(Exercise description) Could you reproduce, exactly as written, every line from the one containing "Target: brown silty water" through the last line of the records, and nothing else?
:: Dataset entries ::
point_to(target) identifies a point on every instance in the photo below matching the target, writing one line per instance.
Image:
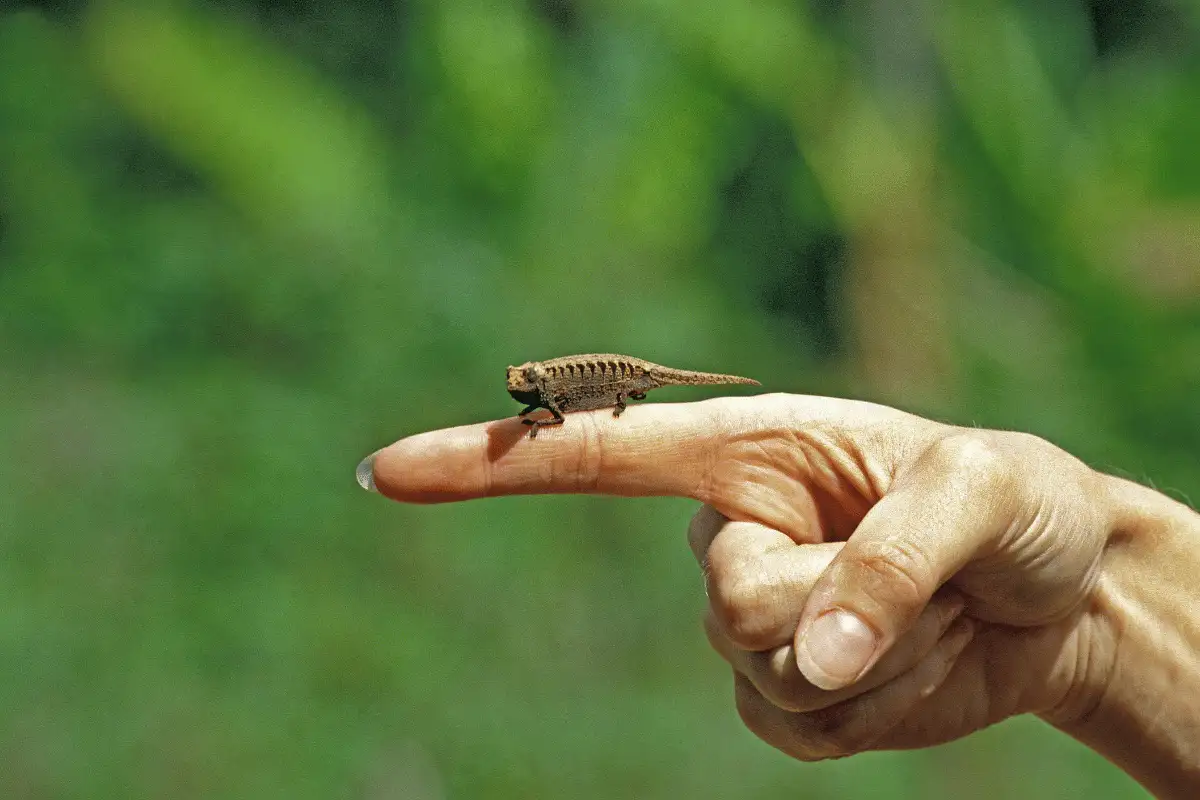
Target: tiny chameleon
(582, 383)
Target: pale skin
(879, 581)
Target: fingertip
(835, 649)
(433, 467)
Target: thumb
(933, 521)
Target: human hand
(1012, 527)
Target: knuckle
(839, 731)
(742, 609)
(982, 456)
(585, 465)
(899, 573)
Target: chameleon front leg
(621, 401)
(539, 423)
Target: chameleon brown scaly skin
(581, 383)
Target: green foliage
(244, 244)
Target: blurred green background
(245, 244)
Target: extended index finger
(651, 450)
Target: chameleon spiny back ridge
(581, 383)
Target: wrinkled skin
(967, 570)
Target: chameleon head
(522, 379)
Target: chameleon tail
(667, 377)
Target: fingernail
(365, 473)
(835, 649)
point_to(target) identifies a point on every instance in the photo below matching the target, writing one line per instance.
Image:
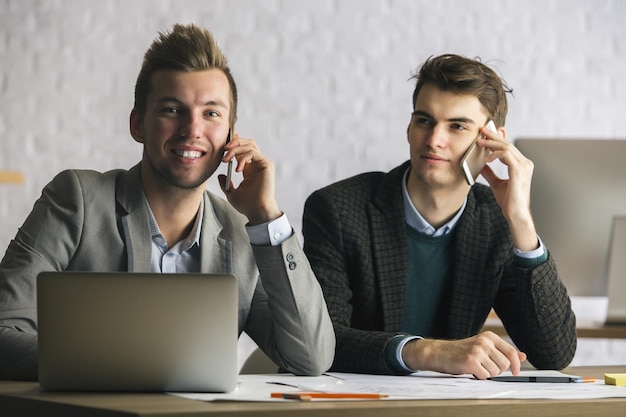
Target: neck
(174, 209)
(437, 205)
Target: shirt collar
(414, 219)
(190, 240)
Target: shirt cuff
(393, 353)
(271, 233)
(530, 259)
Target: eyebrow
(452, 119)
(171, 99)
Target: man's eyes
(424, 121)
(175, 111)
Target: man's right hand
(483, 355)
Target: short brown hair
(462, 75)
(184, 48)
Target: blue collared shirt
(414, 219)
(184, 256)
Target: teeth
(188, 154)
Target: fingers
(498, 356)
(244, 151)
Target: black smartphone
(229, 170)
(474, 159)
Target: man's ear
(136, 126)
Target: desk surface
(25, 398)
(590, 330)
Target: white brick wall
(323, 83)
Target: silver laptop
(616, 312)
(119, 331)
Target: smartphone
(229, 170)
(474, 159)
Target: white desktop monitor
(578, 187)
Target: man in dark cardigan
(412, 261)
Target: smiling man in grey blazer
(158, 216)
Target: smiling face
(184, 128)
(442, 127)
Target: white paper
(420, 385)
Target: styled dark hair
(462, 75)
(185, 48)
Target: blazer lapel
(388, 234)
(134, 219)
(470, 287)
(216, 251)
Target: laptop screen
(120, 331)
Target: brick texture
(324, 84)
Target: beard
(164, 174)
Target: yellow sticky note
(615, 379)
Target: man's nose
(437, 137)
(192, 127)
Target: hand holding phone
(229, 170)
(474, 159)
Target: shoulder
(483, 208)
(86, 177)
(360, 188)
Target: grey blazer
(91, 221)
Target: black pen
(551, 379)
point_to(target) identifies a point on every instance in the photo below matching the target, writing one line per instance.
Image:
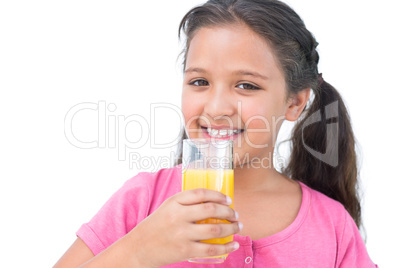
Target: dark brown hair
(323, 147)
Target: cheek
(191, 108)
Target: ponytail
(323, 150)
(323, 144)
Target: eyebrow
(239, 72)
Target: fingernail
(236, 246)
(236, 215)
(240, 225)
(228, 200)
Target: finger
(200, 195)
(210, 210)
(200, 232)
(209, 250)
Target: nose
(220, 103)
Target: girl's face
(234, 89)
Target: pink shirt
(322, 235)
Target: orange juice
(220, 180)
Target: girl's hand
(171, 235)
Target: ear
(296, 104)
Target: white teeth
(222, 133)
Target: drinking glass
(209, 164)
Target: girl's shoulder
(155, 187)
(323, 209)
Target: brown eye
(200, 83)
(248, 86)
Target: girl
(248, 66)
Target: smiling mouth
(221, 133)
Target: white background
(57, 54)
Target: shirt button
(248, 260)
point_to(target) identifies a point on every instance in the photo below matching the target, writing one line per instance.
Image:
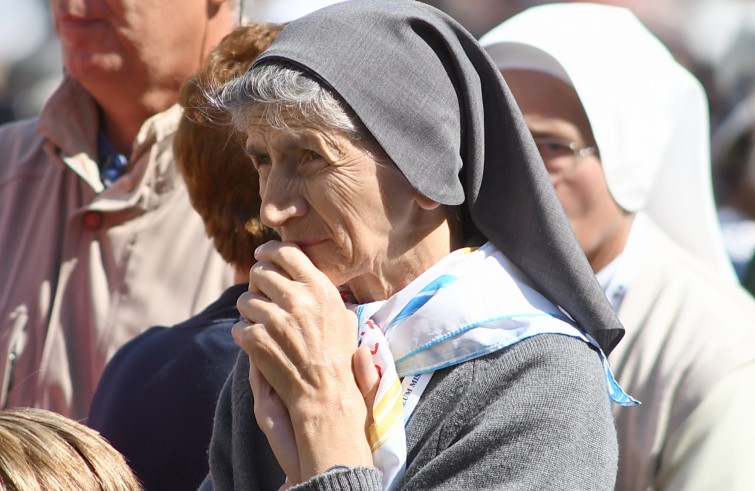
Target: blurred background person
(156, 400)
(622, 129)
(99, 239)
(734, 179)
(43, 450)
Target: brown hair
(222, 183)
(40, 449)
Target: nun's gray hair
(284, 91)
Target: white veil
(648, 114)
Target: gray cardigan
(532, 416)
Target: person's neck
(122, 118)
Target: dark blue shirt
(156, 400)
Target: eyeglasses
(561, 156)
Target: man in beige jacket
(623, 131)
(98, 240)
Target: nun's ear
(426, 203)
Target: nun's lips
(304, 243)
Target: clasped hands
(313, 389)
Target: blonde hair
(40, 449)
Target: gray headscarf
(431, 97)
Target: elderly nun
(418, 223)
(623, 131)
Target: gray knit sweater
(532, 416)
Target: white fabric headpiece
(648, 114)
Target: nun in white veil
(689, 328)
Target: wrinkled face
(343, 202)
(132, 39)
(554, 113)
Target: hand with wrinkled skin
(302, 340)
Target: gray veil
(438, 106)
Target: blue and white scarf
(469, 304)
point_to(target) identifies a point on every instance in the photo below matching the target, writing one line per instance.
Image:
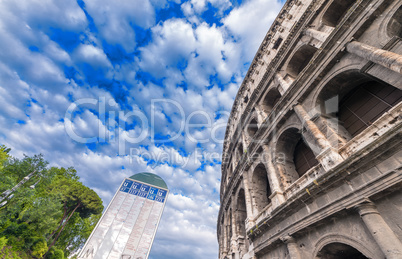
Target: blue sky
(114, 88)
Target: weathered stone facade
(312, 153)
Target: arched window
(300, 60)
(394, 27)
(353, 101)
(293, 156)
(303, 158)
(270, 100)
(260, 187)
(252, 128)
(336, 11)
(340, 251)
(363, 105)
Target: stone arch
(270, 100)
(335, 12)
(394, 26)
(328, 240)
(290, 148)
(354, 101)
(260, 187)
(300, 59)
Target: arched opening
(303, 158)
(261, 188)
(336, 11)
(352, 101)
(252, 127)
(300, 60)
(340, 251)
(293, 156)
(394, 27)
(270, 100)
(363, 105)
(241, 216)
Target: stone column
(261, 115)
(283, 85)
(292, 247)
(382, 57)
(250, 217)
(318, 35)
(386, 239)
(225, 236)
(327, 155)
(276, 196)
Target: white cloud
(250, 22)
(92, 55)
(114, 19)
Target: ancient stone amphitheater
(312, 153)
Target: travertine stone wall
(315, 56)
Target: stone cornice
(296, 90)
(350, 166)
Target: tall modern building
(312, 152)
(128, 226)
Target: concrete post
(283, 85)
(318, 35)
(382, 57)
(386, 239)
(292, 247)
(327, 156)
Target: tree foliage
(51, 214)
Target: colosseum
(312, 153)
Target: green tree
(78, 198)
(52, 205)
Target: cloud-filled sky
(115, 88)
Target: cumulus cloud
(91, 55)
(250, 22)
(122, 55)
(114, 19)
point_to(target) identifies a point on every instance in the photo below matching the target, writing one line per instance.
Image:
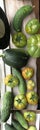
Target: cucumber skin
(22, 84)
(7, 105)
(15, 58)
(17, 125)
(20, 15)
(21, 120)
(9, 127)
(5, 115)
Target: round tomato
(11, 80)
(32, 98)
(30, 116)
(33, 46)
(20, 102)
(33, 26)
(27, 73)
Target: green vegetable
(30, 85)
(30, 116)
(11, 81)
(33, 26)
(17, 125)
(9, 127)
(32, 128)
(20, 102)
(8, 100)
(22, 84)
(19, 39)
(32, 98)
(33, 46)
(7, 105)
(20, 118)
(4, 30)
(20, 15)
(15, 58)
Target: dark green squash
(4, 30)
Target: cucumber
(5, 115)
(20, 15)
(22, 84)
(21, 120)
(7, 106)
(17, 125)
(9, 127)
(15, 58)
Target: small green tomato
(30, 85)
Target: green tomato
(30, 116)
(32, 27)
(32, 128)
(30, 85)
(32, 97)
(20, 102)
(33, 46)
(19, 39)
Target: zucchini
(20, 118)
(20, 15)
(4, 30)
(7, 105)
(9, 127)
(17, 125)
(22, 84)
(15, 58)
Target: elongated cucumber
(20, 15)
(21, 120)
(22, 84)
(17, 125)
(9, 127)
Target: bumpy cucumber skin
(22, 84)
(20, 15)
(15, 58)
(17, 125)
(8, 100)
(7, 105)
(5, 115)
(21, 120)
(9, 127)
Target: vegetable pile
(22, 74)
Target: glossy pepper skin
(30, 116)
(32, 98)
(20, 102)
(19, 39)
(33, 26)
(27, 73)
(33, 46)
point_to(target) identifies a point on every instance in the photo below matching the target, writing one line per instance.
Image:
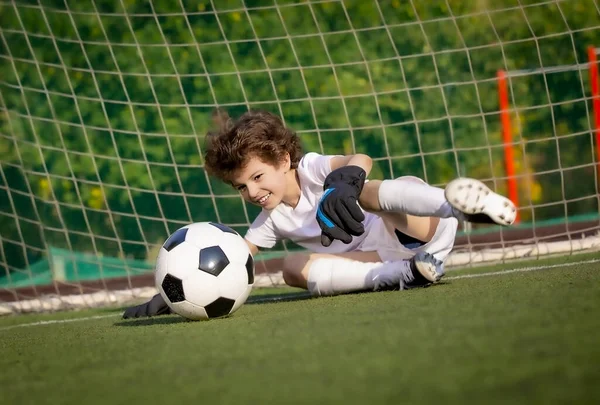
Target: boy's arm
(338, 213)
(363, 161)
(253, 248)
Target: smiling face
(262, 183)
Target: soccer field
(518, 333)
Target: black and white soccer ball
(204, 270)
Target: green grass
(520, 337)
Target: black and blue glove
(338, 213)
(156, 306)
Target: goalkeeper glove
(338, 212)
(156, 306)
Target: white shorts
(385, 242)
(389, 248)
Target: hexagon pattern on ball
(219, 308)
(212, 260)
(175, 239)
(204, 270)
(173, 288)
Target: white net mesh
(104, 106)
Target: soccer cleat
(478, 203)
(423, 270)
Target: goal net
(104, 106)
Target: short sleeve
(262, 232)
(316, 166)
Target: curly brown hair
(256, 134)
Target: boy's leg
(331, 274)
(464, 199)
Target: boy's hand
(338, 213)
(156, 306)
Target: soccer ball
(204, 270)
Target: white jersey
(300, 226)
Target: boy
(362, 235)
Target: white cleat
(478, 203)
(425, 270)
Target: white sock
(338, 276)
(415, 198)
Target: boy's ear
(287, 162)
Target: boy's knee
(293, 265)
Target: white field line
(87, 318)
(495, 273)
(522, 270)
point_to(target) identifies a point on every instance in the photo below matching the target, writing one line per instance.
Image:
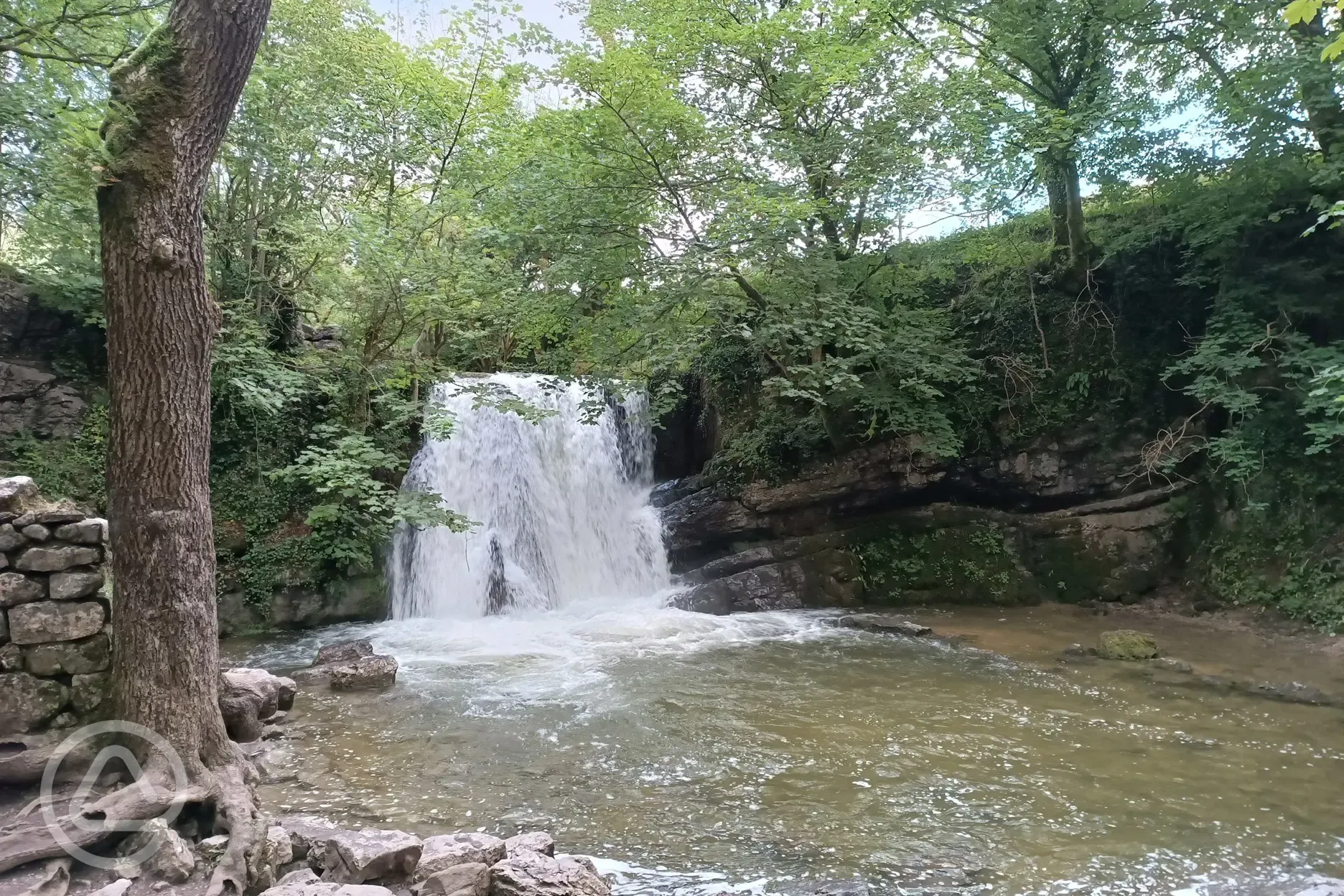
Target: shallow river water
(691, 750)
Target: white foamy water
(562, 505)
(567, 653)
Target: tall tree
(169, 106)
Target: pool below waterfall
(749, 751)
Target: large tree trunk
(1063, 191)
(1058, 197)
(169, 106)
(1074, 200)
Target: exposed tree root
(229, 785)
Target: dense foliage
(733, 202)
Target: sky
(543, 12)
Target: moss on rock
(1126, 644)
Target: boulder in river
(308, 836)
(530, 874)
(355, 856)
(246, 696)
(171, 860)
(447, 851)
(472, 879)
(1126, 644)
(366, 673)
(533, 841)
(885, 625)
(325, 888)
(345, 652)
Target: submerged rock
(345, 652)
(528, 874)
(1126, 644)
(366, 673)
(248, 696)
(885, 625)
(171, 860)
(308, 837)
(854, 887)
(447, 851)
(533, 841)
(354, 857)
(325, 888)
(472, 879)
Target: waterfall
(562, 504)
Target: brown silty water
(696, 752)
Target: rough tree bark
(1063, 190)
(171, 103)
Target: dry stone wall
(55, 621)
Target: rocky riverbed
(933, 751)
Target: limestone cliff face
:::
(Result for this task)
Target: brown silty water
(696, 752)
Target: rough tree bark
(1063, 190)
(171, 103)
Target: dry stone wall
(55, 621)
Target: rocky riverbed
(933, 751)
Target: limestone cliff face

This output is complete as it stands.